**Document passage:**
════════════════

If you are a machinist you can understand anything the Docs and Cardiologists are saying. Yes, you will need to understand what they are saying. Tell them this is not a medical terminology class, they must use simple language.

For example the heart is merely a two stage pump (ventricles). However, each stage has priming unit (atria). Between the two pumps there is an old fashioned carburetor air gets in and mixes with the blood in the lungs. However, this carburetor is really special because it also acts as an exhaust when you breathe out.

So, you've got atrial fibrillation. The primer on the pump stage located after your lungs isn't working very well and occasionally retains the blood instead of passing it through like it should. It gels up when it isn't moving and forms clots. That's bad because if one of those clots gets let lose it could go anywhere and cause a clogged line. Clogged lines don't allow for fuel and air or lubrication. Some parts of the system are more fragile than others and need alot of lubrication (blood). We tend to notice some parts right away if there is a clogged line (brain).

So, yep, they can add additives to the blood to make it super slippery. So it doesn't gel up ever. Some diet effects the medications ability to stop gelling. Unfortunately, if there are bad seals or a thin wall on one of the lines, then they leak. Sometimes alot. That'd also be bad.

I'm guessing that by "curated arteries" you mean carotid arteries. Those are the big pipes that feed the brain. Sometimes they get clogged up as well. In fact, they can get so clogged up that they also cause flow to slow down and gel up. A really bad location as it dumps into the brain.

Ok, what else...
Let's remember that there are lots of other systems. You haven't mentioned kidney, endocrine (thyroid and diabetes), prostrate, lung, stomach and intestines. So I'm guessing those parts are running pretty well.

When you meet with the Docs for the decision, it might be helpful to put everything in the context of a car. A really cool car that you really want alot more miles miles out of. It's all a gamble and you can't make all the repairs required. After all it will never be a new car again. Which repairs will get you the longest most enjoyable ride? Are you interested in repairs which give lots of years but you end up restricted to a chair? Also, know that the Docs can't make any guarantees on outcome. Far too many unknowns.

════════════════

**Material shown:**
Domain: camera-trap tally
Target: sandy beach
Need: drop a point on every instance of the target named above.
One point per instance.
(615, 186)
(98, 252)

════════════════

**Task instructions:**
1) In the pump-and-engine post, substitute "neck arteries" for "carotid arteries" and give the passage between "I'm guessing that" and "Ok, what else...", inclusive.
2) Does the pump-and-engine post agree with each statement? Answer yes or no for each, quoting the words that decide it.
(a) The heart works as a pump with two stages.
(b) The lungs serve only as an intake and never as an exhaust.
(c) The carotid arteries feed the kidneys.
3) In the pump-and-engine post, what happens to blood when it isn't moving?
The lines after the pump-and-engine post are separate material.

**Responses by task:**
1)
I'm guessing that by "curated arteries" you mean neck arteries. Those are the big pipes that feed the brain. Sometimes they get clogged up as well. In fact, they can get so clogged up that they also cause flow to slow down and gel up. A really bad location as it dumps into the brain.

Ok, what else...

2)
(a) Yes: "the heart is merely a two stage pump (ventricles)"
(b) No: "it also acts as an exhaust when you breathe out"
(c) No: "Those are the big pipes that feed the brain"

3) It gels up and forms clots.